Exercise requirements – Give the records again exactly. Pictures do not belong in the copy.

Stored records

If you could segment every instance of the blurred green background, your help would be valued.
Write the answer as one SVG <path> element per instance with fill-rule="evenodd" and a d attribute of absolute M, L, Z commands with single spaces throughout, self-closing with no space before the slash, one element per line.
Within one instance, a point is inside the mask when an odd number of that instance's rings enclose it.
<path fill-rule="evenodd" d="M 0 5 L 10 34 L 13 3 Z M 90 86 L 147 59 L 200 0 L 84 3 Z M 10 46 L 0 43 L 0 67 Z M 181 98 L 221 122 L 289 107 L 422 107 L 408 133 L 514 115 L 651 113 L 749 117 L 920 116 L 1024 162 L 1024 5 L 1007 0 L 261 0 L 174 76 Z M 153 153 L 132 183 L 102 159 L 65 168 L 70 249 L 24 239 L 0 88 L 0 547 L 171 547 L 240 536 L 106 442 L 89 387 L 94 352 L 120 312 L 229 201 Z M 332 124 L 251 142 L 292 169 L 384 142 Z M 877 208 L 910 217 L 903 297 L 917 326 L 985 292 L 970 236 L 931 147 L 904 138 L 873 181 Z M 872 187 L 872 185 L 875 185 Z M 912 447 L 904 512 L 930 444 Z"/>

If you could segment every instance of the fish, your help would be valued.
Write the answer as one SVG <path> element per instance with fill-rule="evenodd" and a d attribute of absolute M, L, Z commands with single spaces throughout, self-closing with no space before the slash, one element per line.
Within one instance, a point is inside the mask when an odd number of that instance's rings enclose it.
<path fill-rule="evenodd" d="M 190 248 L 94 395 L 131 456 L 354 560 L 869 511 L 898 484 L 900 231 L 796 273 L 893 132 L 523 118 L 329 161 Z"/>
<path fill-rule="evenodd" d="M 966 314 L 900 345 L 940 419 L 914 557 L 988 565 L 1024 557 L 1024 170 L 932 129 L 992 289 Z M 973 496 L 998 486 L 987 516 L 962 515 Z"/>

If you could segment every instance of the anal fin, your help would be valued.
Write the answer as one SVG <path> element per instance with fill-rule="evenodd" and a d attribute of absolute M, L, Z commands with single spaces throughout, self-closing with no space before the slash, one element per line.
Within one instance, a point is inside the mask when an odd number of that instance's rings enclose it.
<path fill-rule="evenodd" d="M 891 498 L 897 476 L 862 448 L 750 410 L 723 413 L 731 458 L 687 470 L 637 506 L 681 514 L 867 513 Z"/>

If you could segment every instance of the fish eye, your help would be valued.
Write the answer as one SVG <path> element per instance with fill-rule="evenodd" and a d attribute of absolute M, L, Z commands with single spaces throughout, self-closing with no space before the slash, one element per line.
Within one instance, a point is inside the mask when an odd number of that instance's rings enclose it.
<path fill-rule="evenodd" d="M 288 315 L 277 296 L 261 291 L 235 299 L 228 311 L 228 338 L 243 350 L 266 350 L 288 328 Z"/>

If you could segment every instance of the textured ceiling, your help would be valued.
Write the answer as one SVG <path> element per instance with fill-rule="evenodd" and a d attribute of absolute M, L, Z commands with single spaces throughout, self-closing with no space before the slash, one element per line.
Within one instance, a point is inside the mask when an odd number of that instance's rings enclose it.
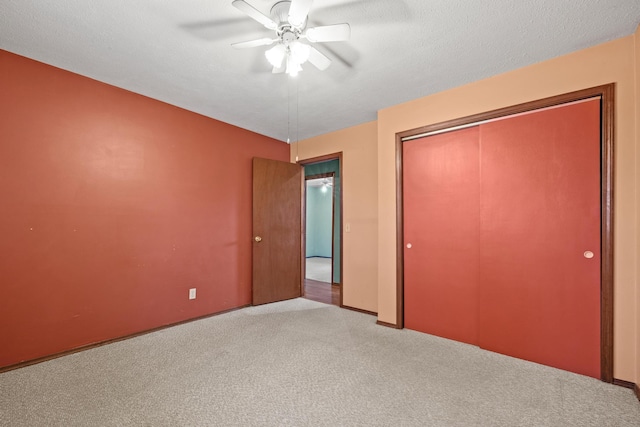
<path fill-rule="evenodd" d="M 272 36 L 231 0 L 0 0 L 0 49 L 295 141 L 629 35 L 640 1 L 315 0 L 309 22 L 348 22 L 351 40 L 317 44 L 331 67 L 295 79 L 231 48 Z"/>

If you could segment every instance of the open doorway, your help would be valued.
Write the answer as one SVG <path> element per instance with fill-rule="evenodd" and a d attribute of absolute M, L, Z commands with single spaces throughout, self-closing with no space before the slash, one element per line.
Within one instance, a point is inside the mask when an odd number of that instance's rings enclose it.
<path fill-rule="evenodd" d="M 306 177 L 305 279 L 333 283 L 333 172 Z"/>
<path fill-rule="evenodd" d="M 309 159 L 305 175 L 303 296 L 342 305 L 340 156 Z"/>

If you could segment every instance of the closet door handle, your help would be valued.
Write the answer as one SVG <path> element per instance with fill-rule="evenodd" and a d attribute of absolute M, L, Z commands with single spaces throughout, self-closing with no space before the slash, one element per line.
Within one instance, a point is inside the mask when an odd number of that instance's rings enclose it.
<path fill-rule="evenodd" d="M 583 253 L 582 255 L 584 255 L 584 257 L 585 257 L 586 259 L 591 259 L 591 258 L 593 258 L 593 252 L 591 252 L 591 251 L 584 251 L 584 253 Z"/>
<path fill-rule="evenodd" d="M 256 237 L 253 238 L 253 240 L 255 240 L 256 242 L 260 243 L 260 242 L 262 242 L 262 237 L 256 236 Z"/>

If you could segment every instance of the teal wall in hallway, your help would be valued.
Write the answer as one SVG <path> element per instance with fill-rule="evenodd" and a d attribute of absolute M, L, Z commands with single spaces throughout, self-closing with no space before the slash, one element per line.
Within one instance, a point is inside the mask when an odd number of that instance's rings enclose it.
<path fill-rule="evenodd" d="M 331 258 L 331 187 L 307 187 L 307 258 Z"/>

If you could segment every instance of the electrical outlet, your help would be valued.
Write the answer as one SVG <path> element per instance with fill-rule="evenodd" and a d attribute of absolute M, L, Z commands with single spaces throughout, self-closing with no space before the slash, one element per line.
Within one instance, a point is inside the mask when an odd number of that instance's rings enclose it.
<path fill-rule="evenodd" d="M 344 225 L 344 231 L 346 233 L 350 233 L 351 232 L 351 224 L 349 224 L 348 222 Z"/>
<path fill-rule="evenodd" d="M 189 299 L 196 299 L 196 288 L 189 289 Z"/>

Written response –
If you could segment every instance of the blurred green background, your help would be valued.
Write the answer as one SVG <path> element per instance with fill-rule="evenodd" and a d attribute of absolute M, L, Z commands with single spaces throughout, self-closing with no space before the slash, one element per line.
Within one instance, a point is inside the mask when an odd number of that instance's rings enclose it.
<path fill-rule="evenodd" d="M 0 5 L 10 34 L 13 3 Z M 90 86 L 147 59 L 200 0 L 84 3 Z M 10 46 L 0 43 L 0 67 Z M 181 98 L 221 122 L 289 107 L 422 107 L 408 133 L 514 115 L 651 113 L 749 117 L 920 116 L 1024 162 L 1024 5 L 1007 0 L 261 0 L 174 76 Z M 153 153 L 132 183 L 102 159 L 65 168 L 70 249 L 24 239 L 0 88 L 0 547 L 171 547 L 240 536 L 106 442 L 89 387 L 94 352 L 120 312 L 229 201 Z M 332 124 L 251 142 L 292 169 L 384 142 Z M 877 208 L 910 217 L 903 297 L 917 326 L 985 292 L 970 236 L 931 147 L 904 138 L 873 181 Z M 872 187 L 872 185 L 875 185 Z M 912 447 L 904 512 L 930 444 Z"/>

If you could segment every instance of the fish, your help would be valued.
Write the answer as one SVG <path> element per instance with fill-rule="evenodd" and a d attribute of absolute M, L, Z commands with single spaces throughout, self-closing with no space before the slash, one element per line.
Within one instance, a point is inside the mask when an odd number of that instance's rings enclose it.
<path fill-rule="evenodd" d="M 190 248 L 94 395 L 131 456 L 354 560 L 869 511 L 898 484 L 900 231 L 796 273 L 893 132 L 523 118 L 329 161 Z"/>
<path fill-rule="evenodd" d="M 966 314 L 900 345 L 940 419 L 914 557 L 988 565 L 1024 557 L 1024 170 L 932 129 L 992 289 Z M 973 496 L 998 486 L 987 516 L 962 515 Z"/>

If you could segment every instance of the anal fin, your help would be valued.
Write the answer as one SVG <path> element per instance with fill-rule="evenodd" and a d attribute of absolute M, L, Z commands with single spaces throughout, self-closing with no space before the slash, one element per line.
Within one instance, a point is inside the mask when an odd number of that instance's rings enclose it.
<path fill-rule="evenodd" d="M 891 498 L 897 476 L 862 448 L 750 410 L 723 413 L 731 458 L 687 470 L 637 506 L 681 514 L 867 513 Z"/>

If you could segment every instance of the fish eye, your help would be valued.
Write the answer as one SVG <path> element per instance with fill-rule="evenodd" and a d attribute of absolute M, L, Z commands with single spaces throughout, self-closing with no space before the slash, one element per line.
Within one instance, a point is inside the mask when an odd number of that instance's rings enclose it.
<path fill-rule="evenodd" d="M 288 315 L 277 296 L 261 291 L 235 299 L 228 311 L 228 338 L 243 350 L 266 350 L 288 328 Z"/>

If you could segment every instance of the textured ceiling, your help would be valued.
Write the answer as one SVG <path> element per instance with fill-rule="evenodd" and a d attribute of absolute M, L, Z commands with single spaces throughout, self-closing with no space before the slash, one element per line.
Within one instance, a point is inside the mask when an odd number of that instance's rings enclose it.
<path fill-rule="evenodd" d="M 272 36 L 231 0 L 0 0 L 0 49 L 295 141 L 629 35 L 640 1 L 315 0 L 309 22 L 348 22 L 351 40 L 317 44 L 331 67 L 295 79 L 231 48 Z"/>

If you could segment every instance of the open doorway, your help would be valued.
Write the answer as one SVG <path> element per instance with fill-rule="evenodd" and a d attribute of absolute M, L, Z commands with single spaces throughout, self-closing with no space before the slash, one element per line.
Within one instance, a point is inside the mask when an odd number of that instance's rings enclose it.
<path fill-rule="evenodd" d="M 306 177 L 305 279 L 333 283 L 333 172 Z"/>
<path fill-rule="evenodd" d="M 309 159 L 305 175 L 303 296 L 342 305 L 340 156 Z"/>

If you could segment every instance of the closet door handle, your help would be valued.
Write the answer as one SVG <path> element per instance with fill-rule="evenodd" and a d attribute of absolute M, L, Z commands with single spaces throughout, self-closing with no space before the slash, one element per line.
Within one instance, a point is inside the mask when an odd number of that instance's rings enclose it.
<path fill-rule="evenodd" d="M 583 253 L 582 255 L 584 255 L 584 257 L 585 257 L 586 259 L 591 259 L 591 258 L 593 258 L 593 252 L 591 252 L 591 251 L 584 251 L 584 253 Z"/>
<path fill-rule="evenodd" d="M 256 237 L 253 238 L 253 240 L 255 240 L 256 242 L 260 243 L 260 242 L 262 242 L 262 237 L 256 236 Z"/>

If you could segment every instance of the teal wall in hallway, your help would be valued.
Write the answer as one SVG <path> element per instance with fill-rule="evenodd" and a d attribute of absolute M, L, Z commands with single spaces throughout, self-closing with no space before the slash, one element per line.
Within one instance, a point is inside the mask when an odd number of that instance's rings enclose it.
<path fill-rule="evenodd" d="M 331 258 L 331 187 L 307 187 L 307 258 Z"/>

If you could segment every instance of the electrical outlet, your help would be valued.
Write the answer as one SVG <path> element per instance with fill-rule="evenodd" and a d attribute of absolute M, L, Z commands with single spaces throughout, self-closing with no space before the slash, one element per line.
Within one instance, a point is inside the mask when an odd number of that instance's rings enclose it.
<path fill-rule="evenodd" d="M 344 225 L 344 231 L 346 233 L 350 233 L 351 232 L 351 224 L 349 224 L 348 222 Z"/>
<path fill-rule="evenodd" d="M 189 299 L 196 299 L 196 288 L 189 289 Z"/>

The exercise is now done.